◆ Task instructions: Could you reproduce the lines from the one containing "Identify a point for each instance of the wooden" through the end, including those without coordinates, with every coordinate multiplied by 1.4 and rounded to a whole number, halves rounding up?

◆ Supplied material:
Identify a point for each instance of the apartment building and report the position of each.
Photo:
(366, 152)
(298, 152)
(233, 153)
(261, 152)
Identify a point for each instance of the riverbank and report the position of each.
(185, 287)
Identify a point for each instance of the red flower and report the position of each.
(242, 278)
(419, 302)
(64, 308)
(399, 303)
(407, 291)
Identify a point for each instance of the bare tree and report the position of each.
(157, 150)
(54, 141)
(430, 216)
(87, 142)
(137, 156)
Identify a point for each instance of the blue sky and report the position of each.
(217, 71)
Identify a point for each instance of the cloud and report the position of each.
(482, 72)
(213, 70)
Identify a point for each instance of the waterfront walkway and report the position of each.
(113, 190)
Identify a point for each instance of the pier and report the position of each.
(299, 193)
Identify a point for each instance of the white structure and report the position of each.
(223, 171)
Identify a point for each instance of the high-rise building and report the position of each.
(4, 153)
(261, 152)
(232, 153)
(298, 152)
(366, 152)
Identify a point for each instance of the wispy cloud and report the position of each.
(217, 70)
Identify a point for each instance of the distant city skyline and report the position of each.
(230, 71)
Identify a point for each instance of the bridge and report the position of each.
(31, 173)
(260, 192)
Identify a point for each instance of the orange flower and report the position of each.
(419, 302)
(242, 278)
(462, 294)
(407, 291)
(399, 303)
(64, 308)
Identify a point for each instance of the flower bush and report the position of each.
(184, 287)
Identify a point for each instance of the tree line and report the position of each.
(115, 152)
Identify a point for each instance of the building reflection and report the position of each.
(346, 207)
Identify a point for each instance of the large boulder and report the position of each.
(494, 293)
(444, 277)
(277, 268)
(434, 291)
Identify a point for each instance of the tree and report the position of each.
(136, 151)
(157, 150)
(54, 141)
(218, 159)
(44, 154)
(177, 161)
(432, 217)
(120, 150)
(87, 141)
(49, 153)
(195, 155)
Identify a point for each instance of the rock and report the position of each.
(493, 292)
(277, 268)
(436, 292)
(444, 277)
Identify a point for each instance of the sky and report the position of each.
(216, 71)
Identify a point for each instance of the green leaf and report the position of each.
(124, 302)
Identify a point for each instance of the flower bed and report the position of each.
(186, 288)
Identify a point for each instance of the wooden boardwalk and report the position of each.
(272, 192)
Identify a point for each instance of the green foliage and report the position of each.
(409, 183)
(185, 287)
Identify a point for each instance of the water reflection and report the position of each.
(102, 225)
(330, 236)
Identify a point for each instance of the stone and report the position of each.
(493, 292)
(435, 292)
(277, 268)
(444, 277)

◆ Answer:
Identify a point for each instance of the wooden boardwalk and report the position of each.
(381, 269)
Identify a point for each instance of the green foliage and report the position of each.
(573, 256)
(259, 402)
Identify a point for each instance of the water reflection and report the position of each.
(143, 315)
(462, 330)
Identify a point for each instance of the stone and report the position of each.
(690, 409)
(609, 409)
(388, 375)
(622, 388)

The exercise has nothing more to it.